Your assignment: In the lines below, the string "coordinates" may appear; say how many lines hold it and give nothing more.

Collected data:
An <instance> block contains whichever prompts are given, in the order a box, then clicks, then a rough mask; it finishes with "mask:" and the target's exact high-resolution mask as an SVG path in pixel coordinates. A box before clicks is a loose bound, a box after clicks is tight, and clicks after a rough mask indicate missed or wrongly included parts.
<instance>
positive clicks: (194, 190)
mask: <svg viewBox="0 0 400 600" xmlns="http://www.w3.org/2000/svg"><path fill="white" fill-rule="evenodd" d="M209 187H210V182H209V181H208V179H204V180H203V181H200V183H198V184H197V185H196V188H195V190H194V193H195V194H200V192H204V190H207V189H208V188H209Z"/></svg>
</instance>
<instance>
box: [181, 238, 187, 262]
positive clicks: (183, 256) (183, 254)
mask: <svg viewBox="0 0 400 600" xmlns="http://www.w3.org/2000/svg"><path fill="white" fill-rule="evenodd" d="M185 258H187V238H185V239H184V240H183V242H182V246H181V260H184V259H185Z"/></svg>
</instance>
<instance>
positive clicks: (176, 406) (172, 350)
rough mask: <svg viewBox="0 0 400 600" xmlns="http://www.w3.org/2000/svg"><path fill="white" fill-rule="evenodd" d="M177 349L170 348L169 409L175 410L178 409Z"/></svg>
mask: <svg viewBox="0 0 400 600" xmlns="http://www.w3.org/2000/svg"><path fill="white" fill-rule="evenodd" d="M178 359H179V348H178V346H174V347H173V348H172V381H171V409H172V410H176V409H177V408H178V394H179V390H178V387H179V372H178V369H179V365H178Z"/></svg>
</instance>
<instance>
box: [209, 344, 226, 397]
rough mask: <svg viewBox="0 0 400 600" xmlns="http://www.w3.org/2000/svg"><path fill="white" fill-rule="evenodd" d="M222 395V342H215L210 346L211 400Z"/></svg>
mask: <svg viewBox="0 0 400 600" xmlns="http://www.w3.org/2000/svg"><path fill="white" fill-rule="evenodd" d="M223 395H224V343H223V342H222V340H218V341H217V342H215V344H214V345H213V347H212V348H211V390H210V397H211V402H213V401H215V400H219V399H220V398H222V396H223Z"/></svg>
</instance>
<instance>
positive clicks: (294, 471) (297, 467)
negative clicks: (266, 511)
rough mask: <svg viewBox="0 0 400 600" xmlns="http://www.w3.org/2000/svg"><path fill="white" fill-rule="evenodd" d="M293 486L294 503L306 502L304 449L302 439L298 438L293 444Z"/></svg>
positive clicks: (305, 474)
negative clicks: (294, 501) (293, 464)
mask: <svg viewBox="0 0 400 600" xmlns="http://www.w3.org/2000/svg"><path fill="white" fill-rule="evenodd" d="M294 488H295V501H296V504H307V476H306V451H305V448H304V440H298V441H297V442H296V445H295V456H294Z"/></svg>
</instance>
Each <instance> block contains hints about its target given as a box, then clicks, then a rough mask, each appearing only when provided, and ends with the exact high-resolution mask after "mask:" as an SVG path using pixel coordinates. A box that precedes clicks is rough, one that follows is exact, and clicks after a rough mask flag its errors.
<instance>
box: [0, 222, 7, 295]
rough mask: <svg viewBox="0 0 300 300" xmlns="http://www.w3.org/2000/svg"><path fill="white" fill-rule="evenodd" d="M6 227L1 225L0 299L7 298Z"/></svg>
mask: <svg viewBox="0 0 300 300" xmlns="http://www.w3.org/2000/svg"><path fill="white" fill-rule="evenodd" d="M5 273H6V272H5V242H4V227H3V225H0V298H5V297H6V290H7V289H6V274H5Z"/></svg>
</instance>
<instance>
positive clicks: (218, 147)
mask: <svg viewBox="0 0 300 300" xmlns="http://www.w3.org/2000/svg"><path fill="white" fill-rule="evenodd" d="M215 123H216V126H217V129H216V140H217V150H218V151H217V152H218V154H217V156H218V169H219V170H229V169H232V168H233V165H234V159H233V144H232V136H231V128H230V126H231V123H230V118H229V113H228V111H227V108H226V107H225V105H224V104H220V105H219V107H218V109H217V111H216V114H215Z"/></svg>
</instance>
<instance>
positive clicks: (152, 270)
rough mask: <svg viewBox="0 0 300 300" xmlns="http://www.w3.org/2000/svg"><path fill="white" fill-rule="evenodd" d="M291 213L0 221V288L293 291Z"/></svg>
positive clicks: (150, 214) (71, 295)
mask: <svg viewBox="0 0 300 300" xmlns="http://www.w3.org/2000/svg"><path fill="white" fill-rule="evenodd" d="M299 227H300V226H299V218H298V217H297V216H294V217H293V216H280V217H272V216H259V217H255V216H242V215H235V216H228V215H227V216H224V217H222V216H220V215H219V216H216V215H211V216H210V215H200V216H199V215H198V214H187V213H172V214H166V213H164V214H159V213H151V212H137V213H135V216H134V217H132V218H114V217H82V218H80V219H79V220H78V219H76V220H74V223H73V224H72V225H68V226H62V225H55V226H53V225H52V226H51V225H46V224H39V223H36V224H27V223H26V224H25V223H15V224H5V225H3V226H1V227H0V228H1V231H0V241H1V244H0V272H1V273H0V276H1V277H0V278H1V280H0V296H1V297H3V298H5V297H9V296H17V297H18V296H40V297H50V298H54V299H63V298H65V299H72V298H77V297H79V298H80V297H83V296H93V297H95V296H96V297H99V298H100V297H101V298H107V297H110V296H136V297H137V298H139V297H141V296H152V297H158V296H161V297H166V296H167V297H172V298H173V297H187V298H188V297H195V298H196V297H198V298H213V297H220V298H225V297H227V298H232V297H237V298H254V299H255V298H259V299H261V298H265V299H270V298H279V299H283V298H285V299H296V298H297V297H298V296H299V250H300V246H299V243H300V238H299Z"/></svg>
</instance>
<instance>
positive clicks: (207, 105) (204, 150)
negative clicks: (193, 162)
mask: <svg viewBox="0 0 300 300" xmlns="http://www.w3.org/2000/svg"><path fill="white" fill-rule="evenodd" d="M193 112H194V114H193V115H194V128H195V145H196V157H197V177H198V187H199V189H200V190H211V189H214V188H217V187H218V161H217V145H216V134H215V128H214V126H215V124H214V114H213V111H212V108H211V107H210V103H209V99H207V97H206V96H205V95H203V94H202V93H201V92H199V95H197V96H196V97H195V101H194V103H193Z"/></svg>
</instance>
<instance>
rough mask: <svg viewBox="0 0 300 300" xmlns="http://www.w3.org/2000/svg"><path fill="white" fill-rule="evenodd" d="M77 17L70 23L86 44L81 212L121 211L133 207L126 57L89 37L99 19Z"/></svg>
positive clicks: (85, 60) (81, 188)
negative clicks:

Answer to this exercise: 2